**PROMPT**: Rewrite every line of the records below as a Markdown table with two columns, Row and Text. Number the lines in Row and omit any blank lines.

────────────────────

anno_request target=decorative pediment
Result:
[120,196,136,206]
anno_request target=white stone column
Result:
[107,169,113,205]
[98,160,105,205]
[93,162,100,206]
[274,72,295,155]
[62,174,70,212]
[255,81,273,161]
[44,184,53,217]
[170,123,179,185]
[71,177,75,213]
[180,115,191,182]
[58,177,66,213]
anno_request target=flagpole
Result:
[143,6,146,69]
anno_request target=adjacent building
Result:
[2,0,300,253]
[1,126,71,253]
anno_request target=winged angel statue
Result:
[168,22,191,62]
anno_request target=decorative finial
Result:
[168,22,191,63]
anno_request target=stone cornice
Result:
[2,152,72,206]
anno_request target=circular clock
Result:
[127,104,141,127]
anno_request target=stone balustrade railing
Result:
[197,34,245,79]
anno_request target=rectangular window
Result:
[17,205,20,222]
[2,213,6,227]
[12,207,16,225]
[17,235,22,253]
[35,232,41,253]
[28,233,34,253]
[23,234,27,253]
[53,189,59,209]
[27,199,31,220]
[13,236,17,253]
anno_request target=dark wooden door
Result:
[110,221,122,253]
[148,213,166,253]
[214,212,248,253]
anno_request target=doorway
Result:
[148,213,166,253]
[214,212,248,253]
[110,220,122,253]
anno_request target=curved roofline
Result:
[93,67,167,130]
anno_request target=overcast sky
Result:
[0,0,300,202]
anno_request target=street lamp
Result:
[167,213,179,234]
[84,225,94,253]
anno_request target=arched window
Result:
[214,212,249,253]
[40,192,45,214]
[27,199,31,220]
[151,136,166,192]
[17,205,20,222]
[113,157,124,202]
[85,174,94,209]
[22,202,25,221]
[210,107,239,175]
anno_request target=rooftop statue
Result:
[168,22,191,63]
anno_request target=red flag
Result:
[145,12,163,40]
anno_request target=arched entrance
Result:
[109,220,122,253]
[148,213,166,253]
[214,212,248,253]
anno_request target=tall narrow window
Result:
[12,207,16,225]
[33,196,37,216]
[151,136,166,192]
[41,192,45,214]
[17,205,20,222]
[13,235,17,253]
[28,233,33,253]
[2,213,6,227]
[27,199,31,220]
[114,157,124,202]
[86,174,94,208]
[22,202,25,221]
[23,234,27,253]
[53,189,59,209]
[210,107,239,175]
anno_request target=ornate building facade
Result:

────────────────────

**EXPECTED ANSWER**:
| Row | Text |
|---|---|
| 1 | anno_request target=decorative pediment |
| 2 | Result: |
| 3 | [120,196,136,206] |
| 4 | anno_request target=white stone column |
| 5 | Result: |
| 6 | [107,169,113,205] |
| 7 | [98,160,105,205] |
| 8 | [93,162,100,206] |
| 9 | [274,72,295,155] |
| 10 | [62,174,70,212] |
| 11 | [255,81,273,161] |
| 12 | [44,184,53,217] |
| 13 | [170,123,179,185] |
| 14 | [71,177,75,213] |
| 15 | [180,115,191,182] |
| 16 | [58,177,66,213] |
| 17 | anno_request target=flagpole |
| 18 | Result: |
| 19 | [143,6,146,69] |
| 20 | anno_request target=adjacent building |
| 21 | Result: |
| 22 | [2,0,300,253] |
| 23 | [1,126,71,253] |
| 24 | anno_request target=winged angel statue |
| 25 | Result: |
| 26 | [168,22,191,62] |
| 27 | anno_request target=decorative finial |
| 28 | Result: |
| 29 | [168,22,191,63] |
| 30 | anno_request target=stone cornice |
| 31 | Result: |
| 32 | [2,152,72,206] |
| 33 | anno_request target=circular clock |
| 34 | Result: |
| 35 | [127,104,141,127] |
| 36 | anno_request target=stone balustrade railing |
| 37 | Result: |
| 38 | [197,34,245,79] |
| 39 | anno_request target=rectangular window |
| 40 | Result: |
| 41 | [17,205,20,222] |
| 42 | [2,213,6,227] |
| 43 | [12,207,16,225] |
| 44 | [17,235,22,253] |
| 45 | [35,232,41,253] |
| 46 | [28,233,34,253] |
| 47 | [23,234,27,253] |
| 48 | [53,189,59,209] |
| 49 | [27,199,31,220] |
| 50 | [13,236,17,253] |
| 51 | anno_request target=dark wooden door |
| 52 | Result: |
| 53 | [110,221,122,253] |
| 54 | [148,213,166,253] |
| 55 | [214,212,248,253] |
| 56 | anno_request target=doorway |
| 57 | Result: |
| 58 | [148,213,166,253] |
| 59 | [214,212,248,253] |
| 60 | [110,220,122,253] |
| 61 | anno_request target=curved roofline |
| 62 | Result: |
| 63 | [93,67,167,130] |
| 64 | anno_request target=overcast sky |
| 65 | Result: |
| 66 | [0,0,300,202] |
| 67 | anno_request target=street lamp |
| 68 | Result: |
| 69 | [167,213,179,234] |
| 70 | [84,225,94,253] |
| 71 | anno_request target=arched window |
| 72 | Result: |
| 73 | [214,212,249,253] |
| 74 | [40,192,45,214] |
| 75 | [27,199,31,220] |
| 76 | [151,136,166,192] |
| 77 | [17,205,20,222] |
| 78 | [113,157,124,202] |
| 79 | [85,174,94,209] |
| 80 | [22,202,25,221] |
| 81 | [210,107,239,175] |
| 82 | anno_request target=rooftop statue |
| 83 | Result: |
| 84 | [168,22,191,63] |
| 85 | anno_request target=red flag |
| 86 | Result: |
| 87 | [145,12,163,40] |
| 88 | anno_request target=arched entrance |
| 89 | Result: |
| 90 | [109,220,122,253] |
| 91 | [148,213,166,253] |
| 92 | [214,212,248,253] |
| 93 | anno_request target=tall narrow window |
| 94 | Result: |
| 95 | [12,207,16,225] |
| 96 | [33,196,37,216] |
| 97 | [151,136,166,192] |
| 98 | [41,192,45,214] |
| 99 | [17,205,20,222] |
| 100 | [13,235,17,253] |
| 101 | [28,233,33,253] |
| 102 | [2,213,6,227] |
| 103 | [27,199,31,220] |
| 104 | [114,157,124,202] |
| 105 | [86,174,94,208] |
| 106 | [22,202,25,221] |
| 107 | [23,234,27,253] |
| 108 | [53,189,59,209] |
| 109 | [210,107,239,175] |
| 110 | anno_request target=ornate building facade |
| 111 | Result: |